## Required work
Each record that follows must be reproduced exactly.

------ Supplied data

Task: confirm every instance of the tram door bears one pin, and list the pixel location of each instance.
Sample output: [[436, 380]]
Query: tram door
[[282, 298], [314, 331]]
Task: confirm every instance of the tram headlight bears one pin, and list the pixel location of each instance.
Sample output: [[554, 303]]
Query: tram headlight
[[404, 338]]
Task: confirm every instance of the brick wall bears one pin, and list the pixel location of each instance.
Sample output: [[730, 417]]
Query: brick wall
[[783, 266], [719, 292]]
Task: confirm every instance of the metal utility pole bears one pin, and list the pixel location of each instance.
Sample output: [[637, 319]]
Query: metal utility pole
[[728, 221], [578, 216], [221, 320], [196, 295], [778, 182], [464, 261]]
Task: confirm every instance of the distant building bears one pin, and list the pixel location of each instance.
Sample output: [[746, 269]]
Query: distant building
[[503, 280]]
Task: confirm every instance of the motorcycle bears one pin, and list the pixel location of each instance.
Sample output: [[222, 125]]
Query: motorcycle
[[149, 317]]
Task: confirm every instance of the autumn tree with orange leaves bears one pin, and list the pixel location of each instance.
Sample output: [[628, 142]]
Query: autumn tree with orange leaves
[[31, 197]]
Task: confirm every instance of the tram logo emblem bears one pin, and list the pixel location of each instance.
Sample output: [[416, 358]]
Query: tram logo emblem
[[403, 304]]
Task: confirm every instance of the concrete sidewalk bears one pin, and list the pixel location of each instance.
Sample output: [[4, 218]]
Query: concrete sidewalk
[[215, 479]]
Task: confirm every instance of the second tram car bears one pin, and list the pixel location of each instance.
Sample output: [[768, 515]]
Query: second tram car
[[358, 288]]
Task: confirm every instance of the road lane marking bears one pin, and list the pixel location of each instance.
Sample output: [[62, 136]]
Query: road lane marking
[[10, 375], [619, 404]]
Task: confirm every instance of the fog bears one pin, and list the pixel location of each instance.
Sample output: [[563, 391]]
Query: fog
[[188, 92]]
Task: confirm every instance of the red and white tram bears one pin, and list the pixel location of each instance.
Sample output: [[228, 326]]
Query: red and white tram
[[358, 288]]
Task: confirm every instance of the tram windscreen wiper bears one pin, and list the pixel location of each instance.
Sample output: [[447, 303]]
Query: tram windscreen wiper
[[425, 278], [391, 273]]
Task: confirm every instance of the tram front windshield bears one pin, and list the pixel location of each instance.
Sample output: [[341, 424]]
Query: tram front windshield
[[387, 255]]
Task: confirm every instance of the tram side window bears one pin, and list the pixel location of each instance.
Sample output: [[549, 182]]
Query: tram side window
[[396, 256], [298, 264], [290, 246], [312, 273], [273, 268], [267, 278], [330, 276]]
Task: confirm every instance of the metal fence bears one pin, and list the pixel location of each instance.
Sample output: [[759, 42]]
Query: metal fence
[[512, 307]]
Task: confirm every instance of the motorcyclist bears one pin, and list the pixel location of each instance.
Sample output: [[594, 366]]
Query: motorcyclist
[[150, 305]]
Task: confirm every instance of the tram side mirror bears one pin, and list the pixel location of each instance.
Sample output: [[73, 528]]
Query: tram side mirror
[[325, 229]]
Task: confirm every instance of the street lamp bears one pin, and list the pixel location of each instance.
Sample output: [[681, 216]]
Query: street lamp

------------

## Written answer
Task: confirm every instance of the tram door bears one pin, and list the pixel location of each instance.
Sample output: [[436, 380]]
Query: tram door
[[282, 298], [314, 331]]
Task: confirm every instance of the tram headlight bears one pin, and list the pixel location of each instance.
Sample output: [[554, 303]]
Query: tram headlight
[[404, 338]]
Task: confirm every instance of the brick wall bears one pin, and list the pixel location of each instance.
Sample output: [[730, 417]]
Query: brick wall
[[783, 266], [719, 292]]
Task: confirm every instance of the metal utility pole bears one pin, and list the pixel location of each instance.
Sample output: [[637, 319]]
Query: metal utility pole
[[728, 221], [578, 216], [221, 320], [196, 295], [778, 182], [464, 261]]
Task: confirm every instance of the distant building bears one pin, and list the pixel location of each instance.
Sample output: [[746, 269]]
Query: distant building
[[503, 280]]
Task: confirm every instance of the motorcycle bears one pin, and list the pixel location of each instance.
Sample output: [[222, 125]]
Query: motorcycle
[[149, 317]]
Task: confirm every instance of the autumn tree with orange leaves bears one pin, and list the pixel location of each instance.
Sample output: [[628, 142]]
Query: autumn tree with orange leaves
[[31, 197]]
Task: confirm every instance of the tram logo emblem bears one pin, and list the pixel location of each instance.
Sample output: [[416, 358]]
Query: tram logo emblem
[[403, 304]]
Task: confirm every instance of the concrete sidewalk bears one pin, and list the pixel location of each instance.
Sample output: [[4, 218]]
Query: concrete sidewalk
[[215, 479]]
Task: confirm every instance of the second tram car bears one pin, and list the pixel location of each instance.
Sample output: [[768, 515]]
Query: second tram car
[[358, 288]]
Task: confirm every instance of the road lane marking bears one pin, and list the pixel location of each instance.
Sample output: [[62, 136]]
Query: road lane marking
[[10, 375], [619, 404]]
Task: confirm every instance of the fog bears one pin, and list the pixel location of each instance.
Sample output: [[563, 391]]
Query: fog
[[188, 92]]
Task: confirm every instance of the red and white tram bears one pin, and list the pixel location of each instance.
Sample output: [[228, 326]]
Query: red and white tram
[[358, 288]]
Task: confirm every instance of the tram windscreen wiper bears one pin, and list the pixel location of each instance.
Sample output: [[447, 303]]
Query: tram windscreen wiper
[[425, 278], [391, 273]]
Task: confirm every instance of the tram front windshield bears one pin, and list the pixel location of each instance.
Sample output: [[341, 424]]
Query: tram front windshield
[[387, 255]]
Task: confirm every instance of the tram side window bears one pin, and list the pixel location of each instance.
Sample output: [[549, 182]]
Query: tram side window
[[396, 256], [298, 264], [290, 246], [312, 273], [273, 268], [267, 278], [330, 276]]
Task: confirm every instance of the metal fence bears one pin, and list the pixel location of each instance.
Sample output: [[759, 42]]
Query: metal fence
[[512, 307]]
Task: confirm every instance of the motorcyclist bears one pin, and list the pixel location of each instance.
Sample output: [[594, 366]]
Query: motorcyclist
[[150, 305]]
Task: confirm every instance of the tram side mirror bears one pin, and list the pixel location of each instance.
Sample output: [[73, 528]]
Query: tram side mirror
[[325, 229]]
Task: confirm every instance of the street lamp bears one pin, and list the pixel location of each instance.
Sample output: [[681, 216]]
Query: street lamp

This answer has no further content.